Top of Document passage
Friday 15 July 2011

Potiche

Francois Ozon - 2011
Liked this a lot. Ozon's camera has some sweeping moves, often to start scenes; it threatens to look like Assayas for a second, with movements in and around. Then it very much calms down, partly surely due to the melodrama (of a sort; I'll call it melodrama) it is playing off. So lots of SRS and moves in on this, for emphasis (accompanied by music).
The colours and the decor are showy, their, in a way, as indications of the real horror of the bourgoise household. The clothes, the ridiculous facial hair, the colour schemes. It all rather goes with the almost absurd performances of Deneuve and Depardieu. Of course, they aren't, especially Catherine, absurd; just growing older, like we all do and will.
So what is Ozon doing with this stylization? At first, and this is the bit I really liked, he problematises the genre by attacks from outside; discomfort from the usine and from the locations visited, the problems that come up. This is as opposed to the use of the genre from inside to deal with social issues we have in a Sirk, and perhaps Fassbinder.
Bottom of Document passage
Top of Provided material
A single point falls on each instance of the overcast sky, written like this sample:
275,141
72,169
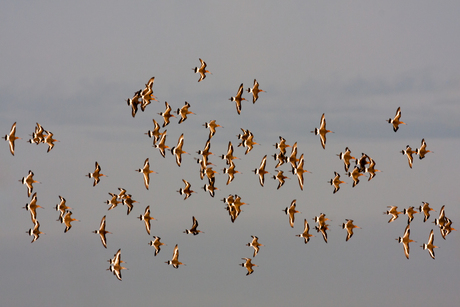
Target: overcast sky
71,67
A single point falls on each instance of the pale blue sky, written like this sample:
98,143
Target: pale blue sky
71,66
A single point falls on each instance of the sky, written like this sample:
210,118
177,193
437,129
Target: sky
71,67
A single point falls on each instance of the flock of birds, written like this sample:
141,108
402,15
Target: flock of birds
142,98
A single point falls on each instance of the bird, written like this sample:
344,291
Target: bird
50,141
395,121
255,244
183,112
446,228
67,220
293,156
29,181
186,191
212,125
113,202
422,151
362,162
248,265
62,207
161,144
430,246
237,99
134,102
249,142
202,70
102,232
322,131
147,94
35,232
346,157
129,201
393,212
115,266
405,240
281,159
38,135
146,218
255,91
336,182
349,226
299,171
156,244
355,174
166,114
441,220
282,145
155,133
243,136
281,178
194,229
209,172
175,259
122,193
305,234
425,208
96,174
291,211
261,170
323,230
408,152
322,226
146,172
410,213
177,150
11,137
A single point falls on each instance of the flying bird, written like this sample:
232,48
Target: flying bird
11,137
202,70
102,232
395,121
175,259
96,174
322,131
237,99
255,91
146,172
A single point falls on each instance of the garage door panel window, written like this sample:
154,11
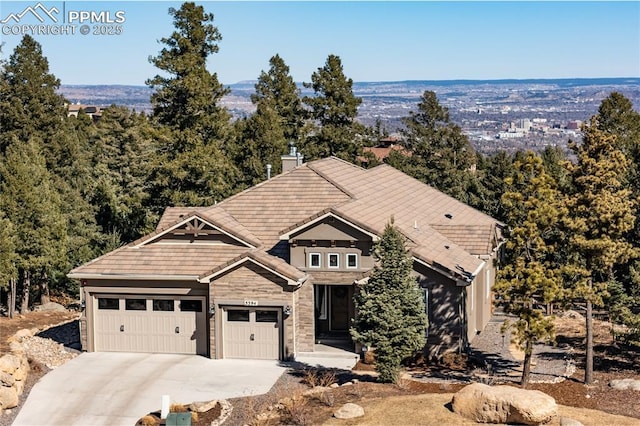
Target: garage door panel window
267,316
135,304
163,305
191,305
238,315
108,303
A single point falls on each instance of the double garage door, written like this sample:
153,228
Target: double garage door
253,333
174,325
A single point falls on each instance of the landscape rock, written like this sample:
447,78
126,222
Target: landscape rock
566,421
572,314
6,379
9,363
8,398
21,334
50,307
202,406
504,404
624,384
349,411
315,390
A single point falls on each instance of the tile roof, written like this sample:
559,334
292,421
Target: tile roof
442,231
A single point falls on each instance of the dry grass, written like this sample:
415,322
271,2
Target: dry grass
433,409
319,377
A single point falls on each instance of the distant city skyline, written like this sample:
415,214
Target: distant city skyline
377,41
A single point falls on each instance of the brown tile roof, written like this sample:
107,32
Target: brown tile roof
189,260
275,204
443,232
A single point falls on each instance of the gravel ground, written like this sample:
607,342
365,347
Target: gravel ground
550,364
45,353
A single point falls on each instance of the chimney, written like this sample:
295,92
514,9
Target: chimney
291,160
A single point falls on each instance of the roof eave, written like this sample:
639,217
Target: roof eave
139,277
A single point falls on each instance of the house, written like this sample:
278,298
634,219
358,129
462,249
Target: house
271,272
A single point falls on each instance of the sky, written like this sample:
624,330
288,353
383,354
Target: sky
376,41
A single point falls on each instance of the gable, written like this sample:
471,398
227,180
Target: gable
194,229
332,229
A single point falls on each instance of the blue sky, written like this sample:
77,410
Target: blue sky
377,41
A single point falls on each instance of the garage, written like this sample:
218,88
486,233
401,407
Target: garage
156,324
253,333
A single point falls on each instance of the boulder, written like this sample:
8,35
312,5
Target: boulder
202,406
566,421
504,404
9,363
625,384
6,379
8,398
50,307
349,411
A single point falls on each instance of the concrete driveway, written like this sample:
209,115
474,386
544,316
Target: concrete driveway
119,388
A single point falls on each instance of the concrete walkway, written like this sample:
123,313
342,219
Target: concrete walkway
102,388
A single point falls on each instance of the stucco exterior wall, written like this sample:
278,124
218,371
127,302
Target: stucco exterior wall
250,282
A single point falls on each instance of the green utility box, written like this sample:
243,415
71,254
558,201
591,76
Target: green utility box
178,419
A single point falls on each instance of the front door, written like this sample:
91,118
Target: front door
339,308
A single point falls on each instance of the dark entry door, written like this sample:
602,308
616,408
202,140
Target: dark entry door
339,308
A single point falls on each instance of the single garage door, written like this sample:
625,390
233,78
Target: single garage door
252,333
174,325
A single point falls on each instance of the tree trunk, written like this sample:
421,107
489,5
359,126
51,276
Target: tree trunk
26,284
588,365
526,367
44,289
11,299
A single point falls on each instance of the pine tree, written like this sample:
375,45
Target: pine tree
30,105
601,214
333,109
192,166
277,91
530,275
32,204
390,307
441,155
262,142
617,117
122,148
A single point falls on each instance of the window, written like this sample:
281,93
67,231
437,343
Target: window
238,315
191,305
108,303
266,316
352,260
135,304
334,260
314,260
163,305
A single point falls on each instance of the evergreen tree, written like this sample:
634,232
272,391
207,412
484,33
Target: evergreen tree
Bottom of Provided material
* [Required work]
(A) Answer these questions from the Potiche review:
(i) Who directed the film, and in what year?
(ii) Whose performances does the writer call "almost absurd"?
(iii) Which filmmaker does the camera briefly threaten to look like?
(B) Name every filmmaker mentioned in the Potiche review.
(C) Write the next part of the Potiche review, starting right after its final sentence.
These entries were drawn from a separate source.

* [Task-by-task results]
(A)
(i) Francois Ozon, 2011
(ii) Deneuve and Depardieu
(iii) Assayas

(B) Francois Ozon, Assayas, Sirk, Fassbinder

(C)
Ozon probably does settle into this second position, making it more of a family saga. Or rather, one to do with feminism (the factory becomes rather too happy for my tastes... though it, and a number of other issues, are cheerfully unresolved), and feminist issues are ones the genre can deal with, in a sense, by simply extending its own logic. Nevertheless, the subversions going on with the nymphomania, and the coming into power of Deneuve, are well put across.
Ozon presumably uses the screaming settings he does to get across his messages in a way people will listen to. This is though surely combined for a understanding of that genre as well. I'm not sure about all of Ozon's messages, the idea of politics being a respite, and the aformentioned factory, are slight cop-outs. What I did really like about this film was ; the early bits of the factory, and the sights of Depardieu and most particularly Deneuve, graceful and beautful as ever, simply going about their lives. This isn't mawkish about her, our memories of her (umbrellas!) but remembers wonderful things that we can take up in a way now, with memories of the past. Like Depardieu says about his socialism. Not incisive, I know, but I've seen few modern commerical pictures that even mention it, and in such an accomplished manner here.